#### [Entries supplied]
____________

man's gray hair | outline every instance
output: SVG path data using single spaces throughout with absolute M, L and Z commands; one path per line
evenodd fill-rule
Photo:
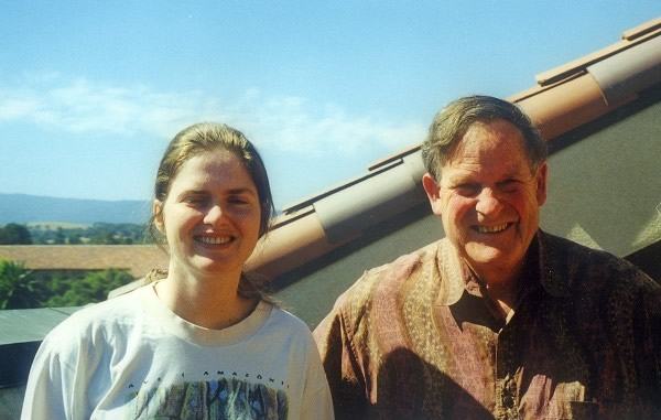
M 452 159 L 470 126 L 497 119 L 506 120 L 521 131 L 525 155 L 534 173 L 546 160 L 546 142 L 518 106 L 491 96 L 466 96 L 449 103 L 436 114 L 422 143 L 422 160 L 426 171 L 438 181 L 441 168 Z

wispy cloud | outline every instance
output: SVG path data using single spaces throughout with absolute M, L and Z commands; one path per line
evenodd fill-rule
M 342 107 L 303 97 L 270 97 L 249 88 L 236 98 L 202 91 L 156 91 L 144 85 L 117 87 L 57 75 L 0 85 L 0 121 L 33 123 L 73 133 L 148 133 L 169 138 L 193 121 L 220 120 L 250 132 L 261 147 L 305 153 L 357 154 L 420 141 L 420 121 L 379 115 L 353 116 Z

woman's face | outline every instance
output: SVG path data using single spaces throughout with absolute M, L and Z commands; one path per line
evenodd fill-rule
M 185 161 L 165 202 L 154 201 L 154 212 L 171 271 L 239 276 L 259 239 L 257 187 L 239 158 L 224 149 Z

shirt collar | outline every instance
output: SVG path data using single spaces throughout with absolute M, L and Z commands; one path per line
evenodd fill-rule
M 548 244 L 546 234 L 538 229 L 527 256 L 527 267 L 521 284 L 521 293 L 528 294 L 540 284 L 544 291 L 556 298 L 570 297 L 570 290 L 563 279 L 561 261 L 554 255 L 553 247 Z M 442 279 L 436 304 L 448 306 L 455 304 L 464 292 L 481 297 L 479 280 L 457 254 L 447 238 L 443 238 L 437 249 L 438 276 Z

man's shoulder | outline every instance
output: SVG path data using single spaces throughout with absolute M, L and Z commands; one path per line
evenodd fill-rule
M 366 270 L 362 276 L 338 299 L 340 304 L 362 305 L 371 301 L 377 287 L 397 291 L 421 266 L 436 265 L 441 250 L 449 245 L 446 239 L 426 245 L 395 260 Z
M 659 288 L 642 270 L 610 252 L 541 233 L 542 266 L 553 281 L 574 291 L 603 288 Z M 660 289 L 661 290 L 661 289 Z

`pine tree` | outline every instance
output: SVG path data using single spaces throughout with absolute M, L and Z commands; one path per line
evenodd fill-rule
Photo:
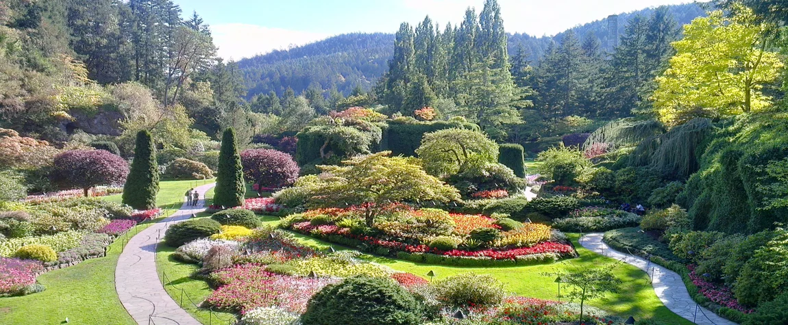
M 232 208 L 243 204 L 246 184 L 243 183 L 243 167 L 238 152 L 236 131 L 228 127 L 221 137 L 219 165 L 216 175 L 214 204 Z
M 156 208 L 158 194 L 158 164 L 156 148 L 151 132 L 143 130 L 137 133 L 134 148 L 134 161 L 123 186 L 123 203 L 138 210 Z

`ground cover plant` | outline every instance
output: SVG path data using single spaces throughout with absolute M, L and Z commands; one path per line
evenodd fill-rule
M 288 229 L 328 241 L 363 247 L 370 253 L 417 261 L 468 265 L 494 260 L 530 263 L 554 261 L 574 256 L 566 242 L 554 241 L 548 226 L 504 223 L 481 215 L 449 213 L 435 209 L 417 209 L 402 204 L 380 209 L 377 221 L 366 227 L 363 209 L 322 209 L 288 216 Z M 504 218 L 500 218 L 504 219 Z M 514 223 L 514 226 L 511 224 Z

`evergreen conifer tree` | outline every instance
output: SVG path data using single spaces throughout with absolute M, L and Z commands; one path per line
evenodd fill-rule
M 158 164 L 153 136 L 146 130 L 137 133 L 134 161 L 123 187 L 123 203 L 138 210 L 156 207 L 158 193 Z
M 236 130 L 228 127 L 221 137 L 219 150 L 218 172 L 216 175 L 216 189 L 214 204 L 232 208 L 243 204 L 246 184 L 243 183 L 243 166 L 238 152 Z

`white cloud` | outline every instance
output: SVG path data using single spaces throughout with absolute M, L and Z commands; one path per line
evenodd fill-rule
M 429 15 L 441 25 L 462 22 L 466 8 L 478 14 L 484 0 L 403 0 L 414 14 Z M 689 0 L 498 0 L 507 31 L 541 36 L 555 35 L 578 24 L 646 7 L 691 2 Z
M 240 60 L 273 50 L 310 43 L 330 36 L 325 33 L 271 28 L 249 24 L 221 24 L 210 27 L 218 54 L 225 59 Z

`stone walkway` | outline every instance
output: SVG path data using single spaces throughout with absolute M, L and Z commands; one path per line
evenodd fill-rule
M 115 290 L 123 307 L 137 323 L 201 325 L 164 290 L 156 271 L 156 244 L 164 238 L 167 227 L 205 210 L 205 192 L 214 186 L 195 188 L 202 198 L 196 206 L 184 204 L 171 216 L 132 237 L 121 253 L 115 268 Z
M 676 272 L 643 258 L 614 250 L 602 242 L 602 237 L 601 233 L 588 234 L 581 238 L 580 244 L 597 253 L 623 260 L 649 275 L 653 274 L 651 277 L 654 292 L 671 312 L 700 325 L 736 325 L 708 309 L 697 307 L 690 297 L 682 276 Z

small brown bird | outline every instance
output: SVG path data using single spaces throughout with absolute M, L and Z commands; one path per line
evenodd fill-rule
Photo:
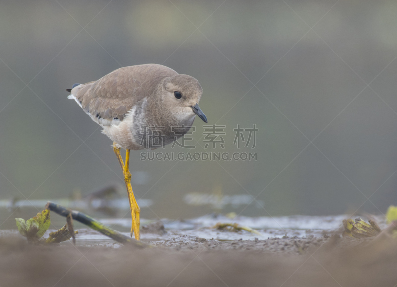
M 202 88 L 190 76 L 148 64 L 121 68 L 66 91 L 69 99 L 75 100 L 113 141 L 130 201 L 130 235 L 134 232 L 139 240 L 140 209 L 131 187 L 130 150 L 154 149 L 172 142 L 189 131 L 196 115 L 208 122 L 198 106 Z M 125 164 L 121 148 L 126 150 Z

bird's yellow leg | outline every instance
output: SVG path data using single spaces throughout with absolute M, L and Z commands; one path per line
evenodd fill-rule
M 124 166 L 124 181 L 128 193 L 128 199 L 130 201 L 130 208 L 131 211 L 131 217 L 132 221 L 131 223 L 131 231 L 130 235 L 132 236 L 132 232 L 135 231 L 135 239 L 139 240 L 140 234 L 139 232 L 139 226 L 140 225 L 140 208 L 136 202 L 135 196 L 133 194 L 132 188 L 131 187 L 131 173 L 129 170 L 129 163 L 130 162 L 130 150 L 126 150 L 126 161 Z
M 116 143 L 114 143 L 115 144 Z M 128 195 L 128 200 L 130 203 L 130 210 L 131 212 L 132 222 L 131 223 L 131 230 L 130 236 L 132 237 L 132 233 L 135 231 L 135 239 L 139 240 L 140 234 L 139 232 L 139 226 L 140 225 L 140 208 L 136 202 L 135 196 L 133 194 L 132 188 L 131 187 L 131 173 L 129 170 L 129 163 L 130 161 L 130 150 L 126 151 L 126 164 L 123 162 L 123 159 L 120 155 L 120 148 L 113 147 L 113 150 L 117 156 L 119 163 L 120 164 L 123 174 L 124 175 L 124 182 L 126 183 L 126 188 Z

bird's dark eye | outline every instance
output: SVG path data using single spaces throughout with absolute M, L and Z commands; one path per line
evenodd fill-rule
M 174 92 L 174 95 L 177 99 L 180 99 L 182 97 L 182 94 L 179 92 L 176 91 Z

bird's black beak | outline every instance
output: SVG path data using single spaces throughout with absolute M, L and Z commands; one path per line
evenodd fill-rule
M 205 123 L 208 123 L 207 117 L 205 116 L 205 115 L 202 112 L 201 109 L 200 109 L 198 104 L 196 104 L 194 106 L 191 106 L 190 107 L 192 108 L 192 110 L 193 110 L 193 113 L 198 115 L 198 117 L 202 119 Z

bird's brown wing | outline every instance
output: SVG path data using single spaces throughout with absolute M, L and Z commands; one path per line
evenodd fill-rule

____________

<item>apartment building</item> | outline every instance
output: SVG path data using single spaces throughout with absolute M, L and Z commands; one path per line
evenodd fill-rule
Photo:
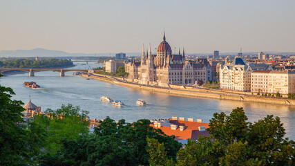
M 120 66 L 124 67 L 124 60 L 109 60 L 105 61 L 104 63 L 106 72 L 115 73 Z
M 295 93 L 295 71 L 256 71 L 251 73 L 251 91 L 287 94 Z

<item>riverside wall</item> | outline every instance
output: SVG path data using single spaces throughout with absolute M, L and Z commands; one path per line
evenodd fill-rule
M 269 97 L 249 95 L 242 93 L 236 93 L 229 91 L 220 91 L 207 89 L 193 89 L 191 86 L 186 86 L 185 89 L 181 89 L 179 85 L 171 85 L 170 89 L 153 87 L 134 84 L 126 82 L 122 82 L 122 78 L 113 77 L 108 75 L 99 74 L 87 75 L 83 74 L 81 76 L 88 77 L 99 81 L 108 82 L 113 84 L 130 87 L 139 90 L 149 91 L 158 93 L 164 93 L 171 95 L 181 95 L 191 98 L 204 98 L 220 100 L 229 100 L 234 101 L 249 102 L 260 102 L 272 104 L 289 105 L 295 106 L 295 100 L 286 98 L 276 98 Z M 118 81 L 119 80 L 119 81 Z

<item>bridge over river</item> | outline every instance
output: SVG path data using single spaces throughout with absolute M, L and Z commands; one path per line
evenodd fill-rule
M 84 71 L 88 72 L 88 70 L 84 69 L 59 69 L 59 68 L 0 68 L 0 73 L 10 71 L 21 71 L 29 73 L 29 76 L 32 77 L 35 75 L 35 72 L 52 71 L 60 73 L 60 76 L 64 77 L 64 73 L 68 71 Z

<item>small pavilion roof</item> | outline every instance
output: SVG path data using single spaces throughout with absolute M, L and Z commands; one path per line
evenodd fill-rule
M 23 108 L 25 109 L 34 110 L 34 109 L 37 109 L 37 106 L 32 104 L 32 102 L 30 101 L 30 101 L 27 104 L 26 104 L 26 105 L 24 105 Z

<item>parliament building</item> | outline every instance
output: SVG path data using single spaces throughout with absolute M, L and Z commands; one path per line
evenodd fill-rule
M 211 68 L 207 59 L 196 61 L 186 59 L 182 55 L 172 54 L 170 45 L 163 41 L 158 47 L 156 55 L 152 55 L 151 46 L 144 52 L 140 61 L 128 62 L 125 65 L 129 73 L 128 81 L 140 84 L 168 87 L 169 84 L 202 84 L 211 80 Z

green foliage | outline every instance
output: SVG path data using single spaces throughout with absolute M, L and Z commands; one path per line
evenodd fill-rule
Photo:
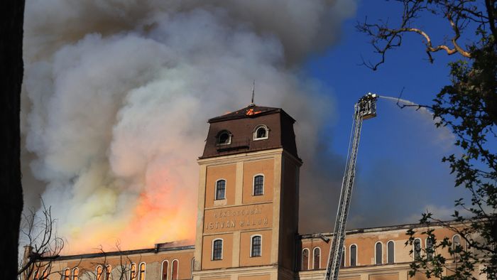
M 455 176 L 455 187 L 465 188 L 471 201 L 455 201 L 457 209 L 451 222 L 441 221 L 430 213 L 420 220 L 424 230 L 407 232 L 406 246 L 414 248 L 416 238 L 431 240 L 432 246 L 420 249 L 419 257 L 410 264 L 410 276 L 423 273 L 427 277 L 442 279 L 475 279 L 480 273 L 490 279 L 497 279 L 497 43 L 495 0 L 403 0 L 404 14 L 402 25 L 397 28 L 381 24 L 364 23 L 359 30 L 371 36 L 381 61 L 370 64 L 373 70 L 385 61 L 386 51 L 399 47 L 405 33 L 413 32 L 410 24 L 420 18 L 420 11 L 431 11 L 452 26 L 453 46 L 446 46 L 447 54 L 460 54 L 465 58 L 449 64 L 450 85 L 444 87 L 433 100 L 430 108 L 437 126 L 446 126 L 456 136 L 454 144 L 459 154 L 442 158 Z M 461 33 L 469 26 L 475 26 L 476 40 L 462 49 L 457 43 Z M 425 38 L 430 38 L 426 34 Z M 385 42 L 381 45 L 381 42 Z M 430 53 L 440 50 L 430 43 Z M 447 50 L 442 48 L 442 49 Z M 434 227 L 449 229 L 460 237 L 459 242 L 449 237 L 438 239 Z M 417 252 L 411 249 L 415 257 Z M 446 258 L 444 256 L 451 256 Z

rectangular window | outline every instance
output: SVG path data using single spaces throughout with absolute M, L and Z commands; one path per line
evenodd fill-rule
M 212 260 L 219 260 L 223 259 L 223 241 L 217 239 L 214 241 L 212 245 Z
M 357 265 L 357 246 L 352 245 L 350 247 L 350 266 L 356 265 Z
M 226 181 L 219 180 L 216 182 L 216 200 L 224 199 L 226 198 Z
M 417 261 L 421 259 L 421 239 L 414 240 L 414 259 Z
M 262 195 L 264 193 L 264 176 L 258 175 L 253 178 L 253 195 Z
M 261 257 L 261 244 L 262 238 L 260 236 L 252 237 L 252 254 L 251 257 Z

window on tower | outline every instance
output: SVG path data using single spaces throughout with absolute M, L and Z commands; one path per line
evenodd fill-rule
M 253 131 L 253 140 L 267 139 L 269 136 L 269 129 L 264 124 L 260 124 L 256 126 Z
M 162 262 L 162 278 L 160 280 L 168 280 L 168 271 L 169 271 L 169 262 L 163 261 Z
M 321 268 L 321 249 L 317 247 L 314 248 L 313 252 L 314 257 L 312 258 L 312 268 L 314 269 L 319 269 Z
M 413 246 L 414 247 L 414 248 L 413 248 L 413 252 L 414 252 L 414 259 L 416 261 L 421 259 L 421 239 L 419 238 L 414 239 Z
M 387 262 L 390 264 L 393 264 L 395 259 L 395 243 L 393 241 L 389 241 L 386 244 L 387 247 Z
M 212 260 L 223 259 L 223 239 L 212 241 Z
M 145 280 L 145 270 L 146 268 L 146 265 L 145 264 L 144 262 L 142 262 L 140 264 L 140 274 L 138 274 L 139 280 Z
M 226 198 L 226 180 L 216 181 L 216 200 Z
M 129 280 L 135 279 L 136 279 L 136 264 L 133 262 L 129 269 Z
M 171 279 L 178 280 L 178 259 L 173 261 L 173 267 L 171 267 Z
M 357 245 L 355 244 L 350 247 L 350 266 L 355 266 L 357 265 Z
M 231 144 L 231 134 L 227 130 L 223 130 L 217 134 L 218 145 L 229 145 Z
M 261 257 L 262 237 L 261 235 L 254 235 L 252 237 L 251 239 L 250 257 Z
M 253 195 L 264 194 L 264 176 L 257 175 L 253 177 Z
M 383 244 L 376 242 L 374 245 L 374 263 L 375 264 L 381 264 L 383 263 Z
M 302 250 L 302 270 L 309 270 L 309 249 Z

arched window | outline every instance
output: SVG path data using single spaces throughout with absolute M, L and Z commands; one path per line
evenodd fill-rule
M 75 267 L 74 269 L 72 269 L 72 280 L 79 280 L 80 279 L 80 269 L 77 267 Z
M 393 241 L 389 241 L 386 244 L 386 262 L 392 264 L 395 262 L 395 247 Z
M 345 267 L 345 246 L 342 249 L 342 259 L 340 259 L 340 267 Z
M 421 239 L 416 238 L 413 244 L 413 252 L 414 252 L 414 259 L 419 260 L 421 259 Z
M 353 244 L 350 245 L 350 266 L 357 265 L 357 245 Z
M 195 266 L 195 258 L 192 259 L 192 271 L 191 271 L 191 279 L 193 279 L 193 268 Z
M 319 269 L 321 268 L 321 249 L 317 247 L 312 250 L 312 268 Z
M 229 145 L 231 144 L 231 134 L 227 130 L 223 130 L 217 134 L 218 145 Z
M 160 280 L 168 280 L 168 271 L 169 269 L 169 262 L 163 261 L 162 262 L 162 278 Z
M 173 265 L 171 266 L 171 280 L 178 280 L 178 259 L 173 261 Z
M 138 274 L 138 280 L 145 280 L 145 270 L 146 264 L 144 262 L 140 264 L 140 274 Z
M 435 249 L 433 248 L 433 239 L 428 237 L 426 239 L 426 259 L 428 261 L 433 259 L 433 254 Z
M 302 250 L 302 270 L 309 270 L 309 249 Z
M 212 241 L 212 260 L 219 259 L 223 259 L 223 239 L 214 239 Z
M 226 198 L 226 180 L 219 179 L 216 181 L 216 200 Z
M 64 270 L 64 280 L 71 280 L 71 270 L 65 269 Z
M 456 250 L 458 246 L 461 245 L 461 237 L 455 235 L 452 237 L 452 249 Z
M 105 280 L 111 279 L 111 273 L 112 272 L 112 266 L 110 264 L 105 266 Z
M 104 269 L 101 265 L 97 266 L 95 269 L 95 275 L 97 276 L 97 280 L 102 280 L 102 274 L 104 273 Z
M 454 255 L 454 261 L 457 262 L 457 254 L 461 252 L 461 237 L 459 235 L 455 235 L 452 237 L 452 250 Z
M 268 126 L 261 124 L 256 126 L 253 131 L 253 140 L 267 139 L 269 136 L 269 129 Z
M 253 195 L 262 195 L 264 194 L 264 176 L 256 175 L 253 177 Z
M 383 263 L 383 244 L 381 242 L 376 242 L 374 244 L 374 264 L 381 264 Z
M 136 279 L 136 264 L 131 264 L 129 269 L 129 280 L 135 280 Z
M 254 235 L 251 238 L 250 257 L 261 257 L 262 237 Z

____________

#### [What the task asks]
Rewrite the lines from the one containing "rectangular window | outline every instance" through the one containing "M 261 257 L 261", with "evenodd" changed to "nonzero" and everything else the same. Give only those lines.

#### [Response to this task]
rectangular window | outline every instance
output: SVG path data using single spaces throughout with absolute M, L and Z commands; one path per line
nonzero fill-rule
M 212 260 L 219 260 L 223 259 L 223 241 L 217 239 L 214 241 L 212 245 Z
M 357 265 L 357 246 L 352 245 L 350 247 L 350 266 L 356 265 Z
M 226 181 L 219 180 L 216 182 L 216 200 L 224 199 L 226 198 Z
M 417 261 L 421 259 L 421 239 L 414 240 L 414 259 Z
M 262 195 L 264 193 L 264 176 L 258 175 L 253 178 L 253 195 Z
M 261 257 L 261 244 L 262 238 L 260 236 L 252 237 L 252 254 L 251 257 Z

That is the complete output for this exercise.